[Given records]:

--- Start ---

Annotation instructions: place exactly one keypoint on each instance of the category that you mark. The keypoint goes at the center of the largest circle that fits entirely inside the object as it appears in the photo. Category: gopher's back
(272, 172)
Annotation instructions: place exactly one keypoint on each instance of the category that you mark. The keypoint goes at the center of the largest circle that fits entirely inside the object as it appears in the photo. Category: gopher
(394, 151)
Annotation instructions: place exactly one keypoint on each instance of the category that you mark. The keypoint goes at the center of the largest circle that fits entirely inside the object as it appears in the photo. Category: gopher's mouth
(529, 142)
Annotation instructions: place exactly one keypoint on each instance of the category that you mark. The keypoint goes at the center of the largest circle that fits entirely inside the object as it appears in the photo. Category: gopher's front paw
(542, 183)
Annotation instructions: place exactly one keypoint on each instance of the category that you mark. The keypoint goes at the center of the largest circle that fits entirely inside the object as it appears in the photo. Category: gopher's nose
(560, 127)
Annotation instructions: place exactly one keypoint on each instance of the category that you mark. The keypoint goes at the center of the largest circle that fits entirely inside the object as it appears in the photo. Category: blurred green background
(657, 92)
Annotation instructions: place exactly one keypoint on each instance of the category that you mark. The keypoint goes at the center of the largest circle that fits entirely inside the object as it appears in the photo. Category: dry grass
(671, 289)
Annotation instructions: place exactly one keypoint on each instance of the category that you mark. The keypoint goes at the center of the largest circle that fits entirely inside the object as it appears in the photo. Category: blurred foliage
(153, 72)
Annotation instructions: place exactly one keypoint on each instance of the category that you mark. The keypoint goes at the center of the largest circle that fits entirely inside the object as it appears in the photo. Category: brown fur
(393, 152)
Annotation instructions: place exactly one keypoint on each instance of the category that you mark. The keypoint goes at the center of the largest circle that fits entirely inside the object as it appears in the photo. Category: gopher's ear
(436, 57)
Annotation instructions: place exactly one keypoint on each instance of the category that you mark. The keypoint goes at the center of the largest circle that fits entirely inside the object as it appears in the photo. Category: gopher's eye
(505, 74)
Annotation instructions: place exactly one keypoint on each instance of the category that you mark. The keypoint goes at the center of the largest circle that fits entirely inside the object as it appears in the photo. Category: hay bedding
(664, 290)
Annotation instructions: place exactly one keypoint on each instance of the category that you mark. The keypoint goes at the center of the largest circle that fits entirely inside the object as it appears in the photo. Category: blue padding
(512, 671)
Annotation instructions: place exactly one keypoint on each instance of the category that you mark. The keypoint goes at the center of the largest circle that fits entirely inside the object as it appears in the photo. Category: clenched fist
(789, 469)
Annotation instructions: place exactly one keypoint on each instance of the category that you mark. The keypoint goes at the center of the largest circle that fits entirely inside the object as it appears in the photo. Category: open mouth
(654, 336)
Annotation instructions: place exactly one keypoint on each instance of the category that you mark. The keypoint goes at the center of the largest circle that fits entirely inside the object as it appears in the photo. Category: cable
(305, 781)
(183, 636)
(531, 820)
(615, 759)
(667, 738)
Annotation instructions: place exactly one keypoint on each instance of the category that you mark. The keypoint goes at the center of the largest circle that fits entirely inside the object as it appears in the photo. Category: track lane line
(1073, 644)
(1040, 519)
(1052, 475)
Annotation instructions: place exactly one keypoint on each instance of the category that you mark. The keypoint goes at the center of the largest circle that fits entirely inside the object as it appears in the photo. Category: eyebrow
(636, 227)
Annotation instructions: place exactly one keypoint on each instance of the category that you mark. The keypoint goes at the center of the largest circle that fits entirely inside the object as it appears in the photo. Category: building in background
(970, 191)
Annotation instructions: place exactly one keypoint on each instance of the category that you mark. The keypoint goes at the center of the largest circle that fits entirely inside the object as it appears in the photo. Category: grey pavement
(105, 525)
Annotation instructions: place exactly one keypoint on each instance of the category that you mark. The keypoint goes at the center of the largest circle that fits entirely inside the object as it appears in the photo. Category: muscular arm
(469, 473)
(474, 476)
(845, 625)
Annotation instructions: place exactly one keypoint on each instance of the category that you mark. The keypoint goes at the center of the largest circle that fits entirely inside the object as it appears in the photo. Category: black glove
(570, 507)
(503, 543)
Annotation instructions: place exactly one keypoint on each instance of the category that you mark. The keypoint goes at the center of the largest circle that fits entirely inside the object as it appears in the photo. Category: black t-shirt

--- End ---

[Work to be completed]: Copy the entries above exactly, leaving none out.

[Task result]:
Annotation instructions: place exactly one keypoint on each instance of the category that you mark. The keypoint goes at the center of the largest circle that fits entirely inside the object as it appears in the photo. Category: gopher's back
(272, 172)
Annotation instructions: place exactly one keypoint on each instance of the category that you mark. The keypoint goes at the center of the largest circle that fits entirely inside the object as it appears in the photo. Category: gopher
(394, 151)
Annotation instructions: place exactly one keypoint on each instance of the category that you mark. The keypoint goes at the center of the largest circle that fits entirely inside the object as it appears in the photo. Category: gopher's mouth
(529, 142)
Annotation instructions: place exactly one keypoint on each instance of the category that you mark. The keypoint goes at the center of the largest circle that fits entirely inside the object as it appears in the photo. Category: gopher's front paw
(542, 183)
Annotation instructions: place exactly one keypoint on each instance of the category that you mark. The keypoint goes at the center of the largest circle that fits entirely inside the object as it appears in the photo. Category: gopher's nose
(560, 127)
Annotation instructions: place exactly one keypoint on each instance of the category that you mark. The keypoint goes at the center of the largest circle that fits entirely inside the object as it appears in the photo. Category: blurred green background
(657, 92)
Annotation instructions: place exactly one keypoint on each instance of the category that you mark. The keypoint goes at the center of the largest circle that fits entirely inside the object as it appears in the photo. Category: dry grass
(671, 289)
Annotation instructions: place exactly one keypoint on each instance of the category that you mark. The keypoint goes at the center of the largest circle that fits entirely inside the object as it appears in the photo. Category: blurred foliage
(153, 72)
Annotation instructions: place exactly one keypoint on each instance of the category that you mark. The keypoint goes at the center of the largest circle that fits entirely inside the object as it appears in the photo. Category: brown fur
(393, 152)
Annotation instructions: place exactly one keypoint on each instance of the category that you mark. The keypoint goes at the center of the largest circle that fits entirely inside the object as it appears in the photo. Category: gopher's ear
(436, 57)
Annotation instructions: place exactly one keypoint on each instance of the category that you mark. The keypoint goes at the center of the largest circle that fits entirely inside the object as it appears in the photo. Category: gopher's eye
(505, 74)
Annotation instructions: place exactly one keypoint on each instance of the category that you mark. The keypoint goes at the center of the largest circle that fits entirely inside the object as it appears in the photo. Category: hay bedding
(664, 290)
Annotation instructions: place exactly one keypoint on each instance of the category that you mark. The keypoint goes at the center of the largest circle that fits entirely inside the object as it appears in the photo. Category: blue padding
(512, 671)
Annotation instructions: place exactly one keypoint on each instance of the category that you mark. The keypoint goes at the center of the largest circle that fits entirely inside the object as it appears in the photo. Category: clenched fist
(789, 469)
Annotation instructions: place exactly one keypoint on each instance of the category that you mark. The keypoint goes at the center of the largest circle that fits entirely inside the object as it appears in the photo. Category: open mouth
(654, 336)
Annotation instructions: place exactly one keypoint on each instance of the category that you mark. The keypoint goes at the center of the largest circle that fits entirely inside the object as it appears in the photo. Category: cable
(305, 781)
(183, 636)
(531, 820)
(615, 759)
(667, 738)
Annotation instructions: place exactly one keypoint on each instance of the category that you mark. The keypoint goes at the center of the largest circle that fits entirely inside the object as it appears in the photo. Category: track lane line
(1073, 644)
(1040, 519)
(1052, 475)
Annotation instructions: place exactly one keypoint on each instance of the category that you mark. The keypoint goes at the center of the largest circle that fits entirely inside the object as it appears in the photo. Category: eyebrow
(636, 227)
Annotation instructions: place exactly one keypoint on each instance of the category that you mark. The keypoint goes at the center of the largest circle that fits entirely inside the object as it appears in the photo. Category: building in background
(970, 191)
Annotation instructions: place exactly one keypoint on each instance of the category that you mark. The keypoint goes at the center of the largest circle that fits entirely inside the object as it appears in the photo. Category: grey pavement
(105, 525)
Annotation instructions: place exactly one keypoint on each instance of the category that you mark. The keypoint goes at the center of the largest circle that fits entirely inside the object as it appears in the photo. Category: muscular arm
(469, 473)
(474, 476)
(845, 625)
Annotation instructions: place exactly one keypoint on each instance of the category that you mark. The keypoint goes at the center of the largest circle that fits entirely inside the object as it appears in the photo. Category: black glove
(570, 507)
(503, 543)
Annotation instructions: place exactly one keypoint on each instance of the category that you mark. The keypoint goes at the center of the largest circle that fits entirely inside the object as it appears in the photo. Category: black t-shirt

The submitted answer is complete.